* _What is expected_
Please copy all of the records below word for word, line by line, without changing anything.

* _Extracted information_
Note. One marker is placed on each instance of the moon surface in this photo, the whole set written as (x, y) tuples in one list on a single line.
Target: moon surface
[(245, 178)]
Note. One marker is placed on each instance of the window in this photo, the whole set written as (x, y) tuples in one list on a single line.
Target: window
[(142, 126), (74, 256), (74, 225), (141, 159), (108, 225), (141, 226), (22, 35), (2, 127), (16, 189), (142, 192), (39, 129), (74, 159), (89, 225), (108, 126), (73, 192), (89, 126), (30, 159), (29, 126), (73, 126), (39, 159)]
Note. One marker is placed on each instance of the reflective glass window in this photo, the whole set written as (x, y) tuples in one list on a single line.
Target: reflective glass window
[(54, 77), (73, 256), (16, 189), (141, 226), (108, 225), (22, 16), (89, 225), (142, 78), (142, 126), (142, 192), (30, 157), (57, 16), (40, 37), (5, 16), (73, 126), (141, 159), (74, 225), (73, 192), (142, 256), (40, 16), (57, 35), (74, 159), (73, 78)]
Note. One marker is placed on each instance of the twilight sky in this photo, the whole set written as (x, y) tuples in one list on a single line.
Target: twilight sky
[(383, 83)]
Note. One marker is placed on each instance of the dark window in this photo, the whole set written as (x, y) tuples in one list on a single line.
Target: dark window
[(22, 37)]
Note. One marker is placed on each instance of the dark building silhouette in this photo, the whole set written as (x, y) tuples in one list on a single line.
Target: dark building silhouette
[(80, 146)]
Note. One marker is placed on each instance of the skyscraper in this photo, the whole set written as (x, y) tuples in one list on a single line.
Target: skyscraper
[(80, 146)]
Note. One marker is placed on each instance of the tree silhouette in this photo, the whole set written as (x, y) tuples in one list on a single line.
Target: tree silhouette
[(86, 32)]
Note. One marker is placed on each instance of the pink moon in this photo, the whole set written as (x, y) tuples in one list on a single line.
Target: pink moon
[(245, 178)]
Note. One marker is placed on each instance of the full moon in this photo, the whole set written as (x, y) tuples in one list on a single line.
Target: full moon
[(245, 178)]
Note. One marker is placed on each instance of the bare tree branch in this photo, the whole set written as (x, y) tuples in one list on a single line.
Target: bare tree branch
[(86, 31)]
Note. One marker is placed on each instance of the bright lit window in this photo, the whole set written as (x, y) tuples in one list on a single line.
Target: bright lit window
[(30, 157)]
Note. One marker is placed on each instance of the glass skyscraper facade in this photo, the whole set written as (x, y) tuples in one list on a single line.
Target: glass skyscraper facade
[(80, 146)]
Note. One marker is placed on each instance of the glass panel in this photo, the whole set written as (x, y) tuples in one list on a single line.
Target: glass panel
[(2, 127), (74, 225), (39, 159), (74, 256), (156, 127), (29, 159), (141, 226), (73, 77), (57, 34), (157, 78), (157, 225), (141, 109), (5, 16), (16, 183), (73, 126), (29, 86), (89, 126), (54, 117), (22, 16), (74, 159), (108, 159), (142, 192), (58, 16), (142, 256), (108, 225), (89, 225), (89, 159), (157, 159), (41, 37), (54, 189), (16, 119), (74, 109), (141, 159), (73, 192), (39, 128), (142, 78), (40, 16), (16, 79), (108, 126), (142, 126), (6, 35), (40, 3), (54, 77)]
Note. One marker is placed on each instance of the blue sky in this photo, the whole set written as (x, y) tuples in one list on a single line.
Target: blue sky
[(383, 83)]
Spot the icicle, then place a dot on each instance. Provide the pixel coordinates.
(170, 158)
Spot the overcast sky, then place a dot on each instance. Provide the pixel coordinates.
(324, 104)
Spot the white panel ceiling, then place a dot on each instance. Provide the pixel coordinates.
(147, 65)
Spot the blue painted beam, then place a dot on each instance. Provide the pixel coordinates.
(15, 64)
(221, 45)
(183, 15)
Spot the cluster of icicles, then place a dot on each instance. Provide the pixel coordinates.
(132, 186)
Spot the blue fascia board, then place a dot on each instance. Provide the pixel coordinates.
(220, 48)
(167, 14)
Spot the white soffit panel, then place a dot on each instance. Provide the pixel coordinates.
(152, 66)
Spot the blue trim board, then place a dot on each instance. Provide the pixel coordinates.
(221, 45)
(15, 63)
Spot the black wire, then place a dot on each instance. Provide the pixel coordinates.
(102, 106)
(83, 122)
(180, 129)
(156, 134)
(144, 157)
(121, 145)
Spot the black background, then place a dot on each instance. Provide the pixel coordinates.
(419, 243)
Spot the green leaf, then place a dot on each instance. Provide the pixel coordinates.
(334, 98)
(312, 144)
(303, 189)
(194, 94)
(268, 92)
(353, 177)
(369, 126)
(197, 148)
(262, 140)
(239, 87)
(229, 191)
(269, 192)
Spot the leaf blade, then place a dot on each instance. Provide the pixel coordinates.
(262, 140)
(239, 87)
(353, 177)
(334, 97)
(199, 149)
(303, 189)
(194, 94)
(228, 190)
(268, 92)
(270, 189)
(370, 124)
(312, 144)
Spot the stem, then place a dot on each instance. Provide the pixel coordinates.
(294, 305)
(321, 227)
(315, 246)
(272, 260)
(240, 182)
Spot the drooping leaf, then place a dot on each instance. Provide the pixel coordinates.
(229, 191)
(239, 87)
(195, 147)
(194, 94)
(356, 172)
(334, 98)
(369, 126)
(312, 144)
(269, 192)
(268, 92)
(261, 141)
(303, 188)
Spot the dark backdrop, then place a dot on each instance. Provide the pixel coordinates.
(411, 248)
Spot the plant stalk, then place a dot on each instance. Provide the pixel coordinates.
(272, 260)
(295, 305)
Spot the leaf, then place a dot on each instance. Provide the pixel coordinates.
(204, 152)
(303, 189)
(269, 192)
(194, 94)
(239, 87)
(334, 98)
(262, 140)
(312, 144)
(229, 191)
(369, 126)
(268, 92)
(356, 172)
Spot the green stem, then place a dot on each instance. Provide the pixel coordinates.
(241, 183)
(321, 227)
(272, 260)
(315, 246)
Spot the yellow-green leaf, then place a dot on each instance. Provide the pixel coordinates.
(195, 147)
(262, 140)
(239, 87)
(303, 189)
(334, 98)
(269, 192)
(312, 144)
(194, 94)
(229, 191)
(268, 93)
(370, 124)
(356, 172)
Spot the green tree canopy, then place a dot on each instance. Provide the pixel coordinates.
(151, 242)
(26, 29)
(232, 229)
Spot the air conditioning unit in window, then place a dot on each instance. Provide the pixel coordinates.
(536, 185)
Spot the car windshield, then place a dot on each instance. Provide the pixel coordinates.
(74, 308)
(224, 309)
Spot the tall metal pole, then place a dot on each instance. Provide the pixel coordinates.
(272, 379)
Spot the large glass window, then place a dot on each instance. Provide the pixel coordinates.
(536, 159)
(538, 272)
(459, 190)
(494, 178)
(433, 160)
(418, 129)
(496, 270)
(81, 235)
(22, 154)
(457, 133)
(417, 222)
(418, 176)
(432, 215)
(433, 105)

* _Output_
Note. One marker is placed on each instance of the moon surface in this photo, the whole set written as (x, y) tuples in one list on a single line.
Target: moon surface
[(245, 178)]
Note. One marker is placed on each instance of the window in this photo, the whole set written as (x, y) tuples in one list on a single line.
Target: window
[(142, 126), (74, 256), (74, 225), (141, 159), (108, 225), (141, 226), (22, 35), (2, 127), (16, 189), (142, 192), (39, 129), (74, 159), (89, 225), (108, 126), (73, 192), (89, 126), (30, 159), (29, 126), (73, 126), (39, 159)]
Note. One marker is placed on each instance of the reflective glass window in this photo, the whole set written as (x, y) tuples in one list on a single line.
Target: reflective glass window
[(54, 77), (73, 256), (16, 189), (141, 226), (108, 225), (22, 16), (89, 225), (142, 78), (142, 126), (142, 192), (30, 157), (57, 16), (40, 37), (5, 16), (73, 126), (141, 159), (74, 225), (73, 192), (142, 256), (40, 16), (57, 35), (74, 159), (73, 78)]
Note. One marker is placed on each instance of the twilight sky in this photo, the whole set written as (x, y) tuples in one list on a single line.
Target: twilight sky
[(383, 83)]
Note. One marker is placed on each instance of the dark window in this photo, the whole set written as (x, y) tuples in one list on a single line.
Target: dark window
[(22, 37)]
Note. One marker is placed on each instance of the dark building silhouette in this photo, the whole set written as (x, y) tuples in one list on a single line.
Target: dark building silhouette
[(80, 146)]
Note. One marker is placed on each instance of the skyscraper in this photo, the whole set written as (x, y) tuples in one list on a single line.
Target: skyscraper
[(80, 146)]
Note. One marker is placed on each instance of the tree silhouette in this photo, the whole set written as (x, y) tuples in one list on a single line.
Target: tree silhouette
[(86, 32)]
Note. One marker is placed on each instance of the pink moon in this photo, the whole set written as (x, y) tuples in one list on a single line.
Target: pink moon
[(245, 178)]
Note. One marker is placed on each instance of the full moon in this photo, the whole set written as (x, y) tuples in one list on a single line.
Target: full moon
[(245, 178)]
Note. One marker is placed on each instance of the bare tree branch in this photo, the whole set written as (x, y) tuples in one list on a single line.
Target: bare tree branch
[(86, 31)]
Note. One marker is placed on each instance of the bright lit window in this photo, the whole set written as (x, y) tuples in one list on a single line.
Target: bright lit window
[(30, 157)]
Note. One marker is placed on each instance of the glass skyscraper facade in this photo, the whole set written as (x, y) tuples in one list on a single line.
Target: glass skyscraper facade
[(80, 146)]
Note. One marker is placed on each instance of the glass panel in this photo, the whole set written as (x, y) tuples in one list on a single line.
Target: glass panel
[(2, 127), (74, 225), (39, 159), (74, 256), (156, 127), (29, 159), (141, 226), (73, 77), (57, 34), (157, 78), (157, 225), (141, 109), (5, 16), (16, 183), (73, 126), (29, 86), (89, 126), (54, 117), (22, 16), (74, 159), (108, 159), (142, 192), (58, 16), (142, 256), (108, 225), (89, 225), (89, 159), (157, 159), (41, 37), (54, 189), (16, 119), (74, 109), (141, 159), (73, 192), (39, 128), (142, 78), (40, 16), (16, 79), (108, 126), (142, 126), (6, 35), (40, 3), (54, 77)]
Note. One marker is placed on each instance of the blue sky in this photo, the whole set written as (x, y) tuples in one list on a single line.
Target: blue sky
[(383, 83)]
Spot the icicle, then place a dot on each instance. Provide the pixel coordinates.
(170, 158)
Spot the overcast sky, then place a dot on each instance. Provide the pixel coordinates.
(324, 104)
Spot the white panel ceiling, then place a dot on each instance. Provide the pixel coordinates.
(147, 65)
Spot the blue painted beam, then place a dot on each instance. Provide the pixel coordinates.
(15, 64)
(221, 45)
(183, 15)
Spot the cluster of icicles, then place a dot on each instance. Provide the pixel coordinates.
(132, 186)
Spot the blue fascia board, then place a dot on each instance. Provide the pixel coordinates.
(220, 48)
(167, 14)
Spot the white soffit panel, then place a dot on each instance. Provide the pixel coordinates.
(152, 66)
Spot the blue trim board, then place a dot on each instance. Provide the pixel coordinates.
(221, 45)
(15, 63)
Spot the black wire, then place a dot on each instance. Provide the pixel coordinates.
(102, 106)
(83, 122)
(180, 129)
(156, 134)
(144, 157)
(121, 145)
Spot the black background, then place a dot on each instance. Provide the pixel coordinates.
(419, 243)
Spot the green leaf, then place a dot on each instance. Provide the pixel coordinates.
(334, 98)
(312, 144)
(303, 189)
(194, 94)
(268, 92)
(353, 177)
(369, 126)
(197, 148)
(262, 140)
(239, 87)
(229, 191)
(269, 192)
Spot the leaf blade, then place a dot on each instance. Provide the pixel coordinates.
(262, 140)
(239, 87)
(353, 177)
(334, 97)
(199, 149)
(303, 189)
(194, 94)
(228, 190)
(268, 92)
(270, 189)
(370, 124)
(312, 144)
Spot the stem, then place a dot on each instance. Provide the pixel coordinates.
(294, 305)
(321, 227)
(315, 246)
(272, 260)
(240, 182)
Spot the drooping leaf, then place a dot on each instance. Provide the pixel coordinates.
(229, 191)
(239, 87)
(195, 147)
(194, 94)
(356, 172)
(334, 98)
(369, 126)
(312, 144)
(269, 192)
(268, 92)
(261, 141)
(303, 188)
Spot the dark backdrop, then place a dot on each instance. Provide the pixel coordinates.
(411, 248)
Spot the plant stalk, then place a dot on each instance. Provide the pixel coordinates.
(272, 260)
(295, 305)
Spot the leaf, then place a dot on each instance. Provide the pixel coordinates.
(204, 152)
(303, 189)
(269, 192)
(194, 94)
(239, 87)
(334, 98)
(262, 140)
(312, 144)
(229, 191)
(369, 126)
(268, 92)
(356, 172)
Spot the green stem, then place a dot on each instance. Provide the pixel coordinates.
(241, 183)
(321, 227)
(272, 260)
(315, 246)
Spot the yellow-green leaf, then place a dot on each instance. Provide the pixel coordinates.
(195, 147)
(262, 140)
(239, 87)
(303, 189)
(334, 98)
(269, 192)
(312, 144)
(194, 94)
(229, 191)
(268, 93)
(370, 124)
(356, 172)
Spot the green tree canopy, then place a dot on each instance. Provide the pixel coordinates.
(151, 242)
(26, 29)
(232, 229)
Spot the air conditioning unit in window, then place a dot on each instance. Provide the pixel coordinates.
(536, 185)
Spot the car windshield, then place a dot on each instance. Provide the pixel coordinates.
(74, 308)
(224, 309)
Spot the tall metal pole, then place a dot on each instance. Provide the pixel coordinates.
(272, 379)
Spot the large glass window, then place a dot on each instance. Provide the pixel coordinates.
(536, 159)
(538, 272)
(459, 190)
(494, 178)
(433, 160)
(418, 129)
(496, 270)
(81, 235)
(22, 154)
(457, 133)
(417, 222)
(418, 176)
(432, 215)
(433, 105)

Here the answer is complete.